>> begin

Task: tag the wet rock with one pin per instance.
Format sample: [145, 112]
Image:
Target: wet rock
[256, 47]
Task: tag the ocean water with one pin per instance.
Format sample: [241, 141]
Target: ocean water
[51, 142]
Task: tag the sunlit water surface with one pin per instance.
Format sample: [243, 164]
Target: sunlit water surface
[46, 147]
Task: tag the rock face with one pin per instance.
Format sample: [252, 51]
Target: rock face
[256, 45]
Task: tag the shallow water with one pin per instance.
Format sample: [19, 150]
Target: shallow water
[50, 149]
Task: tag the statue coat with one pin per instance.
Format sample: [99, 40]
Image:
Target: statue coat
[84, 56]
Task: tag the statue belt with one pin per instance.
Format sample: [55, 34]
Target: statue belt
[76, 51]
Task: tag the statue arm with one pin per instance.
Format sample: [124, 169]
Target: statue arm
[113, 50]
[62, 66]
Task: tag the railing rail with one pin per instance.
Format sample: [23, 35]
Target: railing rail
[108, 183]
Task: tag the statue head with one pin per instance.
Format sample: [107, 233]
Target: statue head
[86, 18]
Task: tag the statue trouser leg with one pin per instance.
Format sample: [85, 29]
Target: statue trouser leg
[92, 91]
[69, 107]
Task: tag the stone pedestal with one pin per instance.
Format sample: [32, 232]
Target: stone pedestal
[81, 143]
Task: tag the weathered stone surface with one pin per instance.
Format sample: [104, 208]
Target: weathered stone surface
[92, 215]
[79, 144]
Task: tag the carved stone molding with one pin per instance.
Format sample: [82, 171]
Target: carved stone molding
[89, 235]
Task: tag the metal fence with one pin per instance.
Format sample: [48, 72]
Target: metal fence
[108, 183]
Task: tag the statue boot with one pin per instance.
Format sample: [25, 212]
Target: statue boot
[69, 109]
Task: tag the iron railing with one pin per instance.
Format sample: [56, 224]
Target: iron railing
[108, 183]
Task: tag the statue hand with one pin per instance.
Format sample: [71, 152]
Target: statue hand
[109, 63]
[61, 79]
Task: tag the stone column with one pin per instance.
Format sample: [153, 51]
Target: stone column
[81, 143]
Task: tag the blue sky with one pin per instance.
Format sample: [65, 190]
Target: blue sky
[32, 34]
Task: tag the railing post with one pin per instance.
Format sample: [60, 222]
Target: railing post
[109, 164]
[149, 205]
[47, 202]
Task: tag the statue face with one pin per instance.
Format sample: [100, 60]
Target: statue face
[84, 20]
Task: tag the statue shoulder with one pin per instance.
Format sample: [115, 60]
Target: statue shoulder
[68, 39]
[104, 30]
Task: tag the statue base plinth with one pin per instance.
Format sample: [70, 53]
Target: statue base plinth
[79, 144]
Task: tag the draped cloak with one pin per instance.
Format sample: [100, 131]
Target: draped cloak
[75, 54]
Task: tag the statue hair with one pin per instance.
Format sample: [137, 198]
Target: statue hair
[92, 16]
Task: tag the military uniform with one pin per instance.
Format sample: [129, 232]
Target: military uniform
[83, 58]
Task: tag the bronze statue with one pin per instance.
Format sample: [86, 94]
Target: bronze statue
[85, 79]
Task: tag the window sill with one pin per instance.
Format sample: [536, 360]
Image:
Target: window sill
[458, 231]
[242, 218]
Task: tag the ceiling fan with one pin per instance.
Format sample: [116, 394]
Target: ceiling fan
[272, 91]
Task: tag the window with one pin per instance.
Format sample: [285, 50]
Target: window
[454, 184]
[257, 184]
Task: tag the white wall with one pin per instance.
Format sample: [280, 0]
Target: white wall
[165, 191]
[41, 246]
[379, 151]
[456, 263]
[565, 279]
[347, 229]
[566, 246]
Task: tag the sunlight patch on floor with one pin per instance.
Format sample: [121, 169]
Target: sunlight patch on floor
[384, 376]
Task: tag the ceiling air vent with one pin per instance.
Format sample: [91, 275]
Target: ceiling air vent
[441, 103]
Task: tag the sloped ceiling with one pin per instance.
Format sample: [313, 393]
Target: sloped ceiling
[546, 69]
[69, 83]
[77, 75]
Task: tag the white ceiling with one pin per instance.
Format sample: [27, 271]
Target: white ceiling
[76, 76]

>> end

* **What to produce**
Type the material above out again, exactly.

* **Complete output**
Task: tag the wet rock with one pin per instance.
Format sample: [145, 112]
Image:
Target: wet rock
[256, 47]
Task: tag the ocean water with one pin per instance.
Format sample: [241, 141]
Target: ocean water
[51, 142]
Task: tag the sunlit water surface with one pin per instance.
Format sample: [243, 164]
Target: sunlit water surface
[46, 147]
Task: tag the rock face with one pin per instance.
Format sample: [252, 51]
Target: rock face
[256, 45]
Task: tag the shallow water with one pin per instance.
Format sample: [19, 150]
Target: shallow water
[50, 149]
Task: tag the statue coat with one pin per instance.
Format sample: [99, 40]
Image:
Target: statue coat
[84, 56]
Task: tag the statue belt with one pin per instance.
Format sample: [55, 34]
Target: statue belt
[76, 51]
Task: tag the statue arm with one pin per instance.
Format sample: [124, 169]
Target: statue arm
[113, 50]
[62, 66]
Task: tag the railing rail with one pin per instance.
Format sample: [23, 35]
Target: railing rail
[108, 183]
Task: tag the statue head with one pin per instance.
Format sample: [107, 233]
Target: statue head
[86, 18]
Task: tag the statue trouser leg with one pin per instance.
Format sample: [85, 29]
Target: statue trouser leg
[92, 91]
[69, 107]
Task: tag the stone pedestal with one pin per instance.
Format sample: [32, 232]
Target: stone pedestal
[81, 143]
Task: tag the weathered stone surface with one pin per instance.
Format sample: [104, 208]
Target: weathered stone surface
[92, 215]
[79, 144]
Task: tag the carved stone molding with one pin per instance.
Format sample: [82, 171]
Target: carved stone molding
[89, 235]
Task: tag the metal fence with one pin per instance.
Format sample: [48, 72]
Target: metal fence
[108, 183]
Task: tag the statue boot with one pin per instance.
Format sample: [25, 212]
Target: statue boot
[69, 109]
Task: tag the iron railing with one pin per instance.
Format sample: [56, 224]
Target: iron railing
[108, 183]
Task: tag the statue hand with one pin per instance.
Format sample: [71, 152]
Target: statue hand
[109, 63]
[61, 79]
Task: tag the stone column with one pin per instance.
Format sample: [153, 51]
Target: stone column
[81, 143]
Task: tag the blue sky with one pin per instance.
Format sample: [65, 190]
Target: blue sky
[32, 34]
Task: tag the railing post with one pin per instance.
Format sample: [60, 222]
Target: railing post
[109, 164]
[149, 205]
[47, 202]
Task: tag the statue face with one pin per instance.
Format sample: [100, 60]
Target: statue face
[84, 20]
Task: tag the statue shoulder with one pin per instance.
Format sample: [115, 60]
Target: statue shoulder
[68, 39]
[104, 30]
Task: tag the statue base plinth with one pin per instance.
Format sample: [70, 53]
Target: statue base plinth
[79, 144]
Task: tag the draped cloak with one pin per instance.
Format sample: [100, 131]
Target: draped cloak
[75, 54]
Task: tag the statue hair with one pin per instance.
Format sample: [137, 198]
Target: statue hair
[92, 16]
Task: tag the military uniform with one pin per instance.
Format sample: [129, 232]
Target: military uniform
[83, 58]
Task: tag the bronze statue with one pin per instance.
Format sample: [86, 94]
Target: bronze statue
[85, 79]
Task: tag the window sill with one pin per instance.
Format sample: [536, 360]
Image:
Target: window sill
[458, 231]
[242, 218]
Task: tag the ceiling fan with one pin per instance.
Format sample: [116, 394]
Target: ceiling fan
[272, 91]
Task: tag the window with one pin per instance.
Format sample: [285, 50]
Target: window
[454, 184]
[257, 184]
Task: tag the white wall with one pin per instance.
Format sample: [280, 0]
Target: white wall
[165, 191]
[41, 246]
[379, 151]
[456, 263]
[565, 279]
[347, 229]
[566, 246]
Task: tag the sunlight patch on floor with one pin per instance.
Format sample: [121, 169]
Target: sunlight patch on floor
[384, 376]
Task: tag the ceiling air vent with one pin per instance.
Format sample: [91, 275]
Target: ceiling air vent
[441, 103]
Task: tag the sloped ceiling with one pin per instance.
Format sample: [313, 393]
Target: sloped ceiling
[546, 69]
[69, 83]
[77, 75]
Task: tag the white ceiling with one pin per instance.
Format sample: [27, 271]
Target: white ceiling
[76, 76]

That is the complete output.